((

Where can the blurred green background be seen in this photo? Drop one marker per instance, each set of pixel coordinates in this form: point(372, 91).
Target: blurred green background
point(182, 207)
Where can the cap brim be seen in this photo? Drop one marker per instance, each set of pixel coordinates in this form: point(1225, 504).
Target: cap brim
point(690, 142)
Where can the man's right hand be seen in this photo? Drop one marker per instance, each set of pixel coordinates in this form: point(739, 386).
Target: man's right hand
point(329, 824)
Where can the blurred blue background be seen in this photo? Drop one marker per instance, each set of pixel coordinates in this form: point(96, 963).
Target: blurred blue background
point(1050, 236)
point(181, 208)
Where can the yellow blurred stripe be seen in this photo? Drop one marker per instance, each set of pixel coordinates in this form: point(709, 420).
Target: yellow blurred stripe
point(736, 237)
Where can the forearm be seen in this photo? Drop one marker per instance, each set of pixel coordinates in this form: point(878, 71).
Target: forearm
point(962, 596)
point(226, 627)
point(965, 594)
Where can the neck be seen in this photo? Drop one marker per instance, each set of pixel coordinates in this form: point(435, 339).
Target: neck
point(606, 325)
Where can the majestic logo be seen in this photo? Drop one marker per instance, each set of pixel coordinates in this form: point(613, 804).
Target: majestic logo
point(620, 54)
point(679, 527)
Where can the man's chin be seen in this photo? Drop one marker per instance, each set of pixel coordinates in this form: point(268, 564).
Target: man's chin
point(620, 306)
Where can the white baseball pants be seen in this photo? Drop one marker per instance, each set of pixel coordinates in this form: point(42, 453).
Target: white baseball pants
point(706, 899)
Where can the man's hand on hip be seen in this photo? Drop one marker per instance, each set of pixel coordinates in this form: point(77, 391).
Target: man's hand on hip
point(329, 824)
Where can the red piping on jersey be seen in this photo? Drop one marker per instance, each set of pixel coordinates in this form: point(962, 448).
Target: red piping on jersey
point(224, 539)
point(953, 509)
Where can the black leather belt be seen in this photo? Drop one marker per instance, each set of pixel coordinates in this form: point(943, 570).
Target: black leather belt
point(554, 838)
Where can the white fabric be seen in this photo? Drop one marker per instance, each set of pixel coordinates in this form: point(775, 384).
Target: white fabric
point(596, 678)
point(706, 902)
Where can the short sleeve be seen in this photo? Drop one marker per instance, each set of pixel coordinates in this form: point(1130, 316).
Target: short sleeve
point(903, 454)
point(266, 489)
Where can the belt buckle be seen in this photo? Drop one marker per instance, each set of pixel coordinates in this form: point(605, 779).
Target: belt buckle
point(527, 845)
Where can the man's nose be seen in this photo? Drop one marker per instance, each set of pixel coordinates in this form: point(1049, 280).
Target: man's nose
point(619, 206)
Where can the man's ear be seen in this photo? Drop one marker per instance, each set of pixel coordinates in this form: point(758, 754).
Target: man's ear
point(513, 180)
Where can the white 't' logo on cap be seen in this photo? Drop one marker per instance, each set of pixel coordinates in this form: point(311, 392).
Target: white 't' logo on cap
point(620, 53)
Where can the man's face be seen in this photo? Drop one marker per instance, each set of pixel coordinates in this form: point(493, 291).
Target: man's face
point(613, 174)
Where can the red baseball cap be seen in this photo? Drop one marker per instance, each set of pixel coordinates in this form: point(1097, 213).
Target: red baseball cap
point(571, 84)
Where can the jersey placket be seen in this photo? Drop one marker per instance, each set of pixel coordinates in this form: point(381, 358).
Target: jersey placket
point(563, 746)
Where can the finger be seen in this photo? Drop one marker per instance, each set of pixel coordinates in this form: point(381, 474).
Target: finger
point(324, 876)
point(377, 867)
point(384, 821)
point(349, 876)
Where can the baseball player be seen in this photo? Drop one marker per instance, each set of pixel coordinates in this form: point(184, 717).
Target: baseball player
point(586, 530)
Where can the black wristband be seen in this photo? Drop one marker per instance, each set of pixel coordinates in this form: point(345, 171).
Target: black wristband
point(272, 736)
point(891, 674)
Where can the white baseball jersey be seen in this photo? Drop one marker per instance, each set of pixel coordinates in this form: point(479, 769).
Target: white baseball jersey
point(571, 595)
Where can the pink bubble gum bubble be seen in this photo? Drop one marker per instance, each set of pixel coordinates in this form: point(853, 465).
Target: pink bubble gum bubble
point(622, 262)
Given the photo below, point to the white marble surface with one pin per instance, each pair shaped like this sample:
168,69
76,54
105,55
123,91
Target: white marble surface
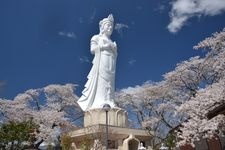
100,87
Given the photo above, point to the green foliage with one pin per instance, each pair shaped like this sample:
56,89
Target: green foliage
170,141
17,135
86,144
66,142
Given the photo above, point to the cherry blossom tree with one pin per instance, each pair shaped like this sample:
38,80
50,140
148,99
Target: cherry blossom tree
199,124
184,97
53,108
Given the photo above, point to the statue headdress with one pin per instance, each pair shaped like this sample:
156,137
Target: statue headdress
109,19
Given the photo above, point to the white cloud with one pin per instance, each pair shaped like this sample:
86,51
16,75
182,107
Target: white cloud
84,59
131,62
68,34
182,10
119,28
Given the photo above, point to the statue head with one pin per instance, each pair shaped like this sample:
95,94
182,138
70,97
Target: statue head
106,25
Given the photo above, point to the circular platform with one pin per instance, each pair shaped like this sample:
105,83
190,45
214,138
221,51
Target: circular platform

))

▸ **Exercise aim**
Strip the images and reproduce the remaining records precisely.

▸ **Reply**
Where can the blurred green background be seen in this photo? Drop one marker per instance, each set of pixel coordinates in this form: point(372, 91).
Target: blurred green background
point(182, 207)
Where can the cap brim be seen in this photo? Drop one marker per instance, each set of pixel coordinates in this form: point(1225, 504).
Target: cap brim
point(690, 142)
Where can the man's right hand be seen in this photo? Drop one marker per instance, each set of pixel coordinates in this form: point(739, 386).
Target: man's right hand
point(329, 824)
Where can the blurred blue background be seen in this photo? Drop one marker per instance, each set of pixel coordinates in this form: point(96, 963).
Target: blurred blue background
point(1050, 236)
point(181, 208)
Where can the yellow blurred stripe be seen in this photo? Drop one marker per instance, each set of pixel coordinates in this form: point(709, 420).
Target: yellow blurred stripe
point(736, 237)
Where can the forearm be seen in this photo? Drop one marker per instance, each set of pixel coordinates in this form: point(878, 71).
Target: forearm
point(962, 596)
point(226, 627)
point(965, 594)
Where can the neck be seen in this photo? Drop one marker per instance, each set of pixel coordinates in this form: point(435, 339).
Target: neck
point(606, 325)
Where can the majestic logo be seen in this photo? Drop one marker per instance, each set of pixel coordinates in this form: point(613, 804).
Target: majestic logo
point(620, 54)
point(679, 527)
Where can the man's chin be seen in this photo? Drop one marker per instance, each set of pixel coordinates in this form: point(268, 564).
Target: man's chin
point(620, 306)
Where can the white baseball pants be seen in this photo? Drop one marker per instance, each set of pixel coordinates in this form: point(42, 453).
Target: white baseball pants
point(706, 899)
Where can the man's hand on hip be seen in this photo? Drop one marker per instance, each set of pixel coordinates in this form: point(77, 391).
Target: man's hand on hip
point(329, 824)
Where can the red piping on jersey be seen in this photo? Drop one marker per instance, each set of pixel coordinates in this form: point(962, 448).
Target: red piping on jersey
point(224, 539)
point(953, 509)
Where can the black leather belt be seen in this photo? Drop one marker per instance, each set of pixel coordinates in this form: point(943, 570).
Target: black leather belt
point(554, 838)
Where can the white fabric be seen in this photo? Drop one marker per instance, each set of pixel coordinates in this form: point(775, 384).
Target: white fabric
point(596, 678)
point(706, 902)
Where can the short sleeve be seen in this photo? Drop one marker per instance, each set of pixel coordinates in this form: point(1130, 316).
Target: short sleeve
point(903, 454)
point(266, 489)
Where can the belt buckle be seen in this photo? Drop one marker per instance, each set of pixel coordinates in this form: point(605, 779).
Target: belt buckle
point(527, 845)
Where can the man's nose be seen in this photo? Drop one marker per instance, each set of pixel coordinates in this form: point(1049, 280).
Target: man's nose
point(619, 206)
Where can the man's ear be seen in this photo? Drop one marker per instance, each set of pixel coordinates in this form: point(758, 754).
Target: man's ear
point(513, 180)
Where can the white 't' logo on cap be seen in this photo? Drop one marker per instance, each set of pixel coordinates in this form: point(311, 392).
Target: white 't' logo on cap
point(620, 53)
Where can the man's face be seen in this photo? Drop one marker per instance, each set of pixel coordinates in this form: point(493, 291).
Target: man's face
point(613, 174)
Where can the red baseball cap be seen in this photo? Drop one marker per instance, each set of pixel coordinates in this form: point(1097, 213).
Target: red baseball cap
point(571, 84)
Where can the jersey placket be seen in this photo? Drop one marker per instance, each set of pixel coordinates in this form: point(381, 358).
Target: jersey placket
point(563, 746)
Where can the finger be seen in this photo? Drop one marker per instance, each set of pixel coordinates in this form: point(381, 474).
Target: finger
point(324, 876)
point(377, 867)
point(384, 821)
point(349, 876)
Where can the baseball player be seen in this photo? Drop one marker per instance, each set of pixel coordinates in this form: point(184, 717).
Target: baseball player
point(586, 530)
Where can the black wristband be seen in this photo? Drop one marker per instance, each set of pixel coordinates in this form: point(345, 171).
Target: black wristband
point(272, 736)
point(891, 674)
Where can the white baseball jersey be seen in this photo? Drop one marker per instance, each set of pixel coordinates in this form: point(479, 769).
Target: white baseball jersey
point(571, 595)
Where can the pink bubble gum bubble be seen in this photo? Drop one marker per instance, each set of pixel coordinates in this form: point(853, 465).
Target: pink bubble gum bubble
point(622, 262)
Given the photo below, point to the white marble surface with one pin per instance, each pair shaped like this sample:
168,69
76,54
105,55
123,91
Target: white marble surface
100,87
Given the photo above, point to the green foliage with one pin per instance, each pair shaped like this sample:
56,89
Target: green foliage
170,141
17,135
86,144
66,142
Given the photo above, point to the cherry blossom tree with one pin per instance, each pair shaped like this sample:
38,80
50,140
148,99
Target: cherry blossom tree
199,124
184,97
53,108
Given the photo above, point to the statue headdress with one pin per instance, each pair shaped like this sample:
156,137
Target: statue headdress
109,19
Given the photo above, point to the white cloud with one pin per instance, each pair shaped like this sample:
86,51
16,75
182,107
Target: white cloud
84,59
131,62
68,34
182,10
119,28
Given the photo above, point to the statue head with one pin per instance, each pair shaped like this sample:
95,94
182,138
70,97
Target: statue head
106,25
Given the photo above, point to the circular platform with one pin per instance, each pair shaped like this sample:
105,83
190,45
214,138
221,51
Target: circular platform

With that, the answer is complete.